(Items from a dataset)
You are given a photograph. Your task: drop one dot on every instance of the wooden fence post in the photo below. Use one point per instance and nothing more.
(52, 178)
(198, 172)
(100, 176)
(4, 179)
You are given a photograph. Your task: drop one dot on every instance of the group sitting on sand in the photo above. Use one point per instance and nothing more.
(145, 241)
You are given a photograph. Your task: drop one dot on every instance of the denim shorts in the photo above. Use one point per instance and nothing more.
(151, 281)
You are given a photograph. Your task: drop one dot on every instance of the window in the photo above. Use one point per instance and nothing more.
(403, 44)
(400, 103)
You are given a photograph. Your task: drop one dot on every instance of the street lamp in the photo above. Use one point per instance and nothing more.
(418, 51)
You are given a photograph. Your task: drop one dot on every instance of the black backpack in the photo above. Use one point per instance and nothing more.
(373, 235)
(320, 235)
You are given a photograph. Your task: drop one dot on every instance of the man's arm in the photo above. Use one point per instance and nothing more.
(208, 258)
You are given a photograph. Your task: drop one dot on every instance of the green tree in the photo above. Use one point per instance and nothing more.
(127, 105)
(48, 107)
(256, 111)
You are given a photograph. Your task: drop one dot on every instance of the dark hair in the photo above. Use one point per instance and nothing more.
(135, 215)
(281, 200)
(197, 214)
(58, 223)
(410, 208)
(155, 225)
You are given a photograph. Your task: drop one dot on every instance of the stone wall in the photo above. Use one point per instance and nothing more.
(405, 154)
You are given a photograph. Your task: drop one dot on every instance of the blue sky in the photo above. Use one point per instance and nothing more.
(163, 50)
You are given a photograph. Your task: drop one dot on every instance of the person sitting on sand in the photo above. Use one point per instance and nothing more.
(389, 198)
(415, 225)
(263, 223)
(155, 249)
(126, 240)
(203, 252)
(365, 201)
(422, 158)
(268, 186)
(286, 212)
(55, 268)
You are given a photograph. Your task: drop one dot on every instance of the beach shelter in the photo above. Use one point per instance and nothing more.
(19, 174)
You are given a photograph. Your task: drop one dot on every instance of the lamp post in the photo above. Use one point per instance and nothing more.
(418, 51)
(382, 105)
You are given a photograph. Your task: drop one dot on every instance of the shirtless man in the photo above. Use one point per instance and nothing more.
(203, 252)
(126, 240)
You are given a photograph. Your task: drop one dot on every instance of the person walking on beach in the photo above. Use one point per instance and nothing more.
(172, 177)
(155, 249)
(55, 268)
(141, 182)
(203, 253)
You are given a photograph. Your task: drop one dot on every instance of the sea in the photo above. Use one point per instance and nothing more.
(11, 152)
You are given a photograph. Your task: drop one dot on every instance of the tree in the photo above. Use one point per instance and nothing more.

Prompt:
Exactly as written above, copy out all the records.

Response area:
You are given a photograph. Your task: drop one dot on every instance of the wooden fence post in the photo below. Use one point per instance and nothing more.
(52, 178)
(198, 172)
(100, 176)
(4, 179)
You are given a photograph. Your task: drop one dot on every instance of the group sitting on sand in the photo above. Use one point per instance and nothing more.
(145, 241)
You are given a photograph. Your task: drop one dot on every instance of the denim shorts in the photo above. Use one point per instance and nothing more.
(151, 281)
You are given a photograph. Your task: drop one dot on every instance of the window in the photo above. Use one point per instance and nothing more.
(403, 44)
(400, 103)
You are given a photograph. Your task: drop one dot on every instance of the street lamp in the photo above. Use one point per instance and nothing more.
(418, 51)
You are given a photograph. Your task: drop one dot on every instance of the black backpack in the photo above. Use one point per instance and nothing more.
(373, 235)
(320, 235)
You are given a photograph. Your task: drop one dot on every instance of the man's arm in the photo above. Use one point per instance and nothing more.
(208, 258)
You are given a photograph. Your task: drop one dot on every instance of the green tree in the photo above. Use one point per instance and nothing more.
(127, 105)
(48, 107)
(256, 111)
You are given a photograph. Your task: drop one dot on every instance of the dark hair in the photo above. Use one point per instance and nothing more.
(135, 215)
(281, 200)
(197, 214)
(58, 223)
(410, 208)
(155, 225)
You are given a photograph. Your task: drop one dot on every instance of the stone wall in the photo above. Use one point per instance and nothing more.
(405, 154)
You are given a photograph. Your task: drop one dot on every instance of the blue sky in the photo above. Use one point per instance and nothing more.
(163, 50)
You are given a photograph. Your task: drop one dot on every instance of the person sitting on sand in the photo above. Use one point per instance and nothing more.
(389, 198)
(415, 225)
(263, 223)
(155, 249)
(126, 240)
(203, 252)
(365, 201)
(422, 158)
(268, 186)
(286, 212)
(55, 268)
You are given a photograph. Your task: drop one dot on every instance of the beach shelter in the photo above. Use one point per instance and nothing more.
(19, 174)
You are given a photograph. Your task: drop one dot on every instance of the lamp post in the photo above. Use one point per instance and nothing more.
(418, 51)
(382, 105)
You are given a photograph. Your task: drop one dot on every instance of the shirtless man in the photo above. Use one point per instance and nothing more.
(203, 252)
(126, 240)
You are given a photograph. Your task: drop one dot on every instance of the person walking on beach in the photo above. Use one point per instance and nothing more.
(172, 177)
(155, 249)
(55, 268)
(141, 182)
(203, 253)
You are given a photograph. Your task: drop one dot on every instance of the sea in the photo above. Use one point per instance and nothing more.
(11, 152)
You are given a photograph. Your task: drop one dot on every instance of the tree in the photo above. Use one point per instance and nothing more.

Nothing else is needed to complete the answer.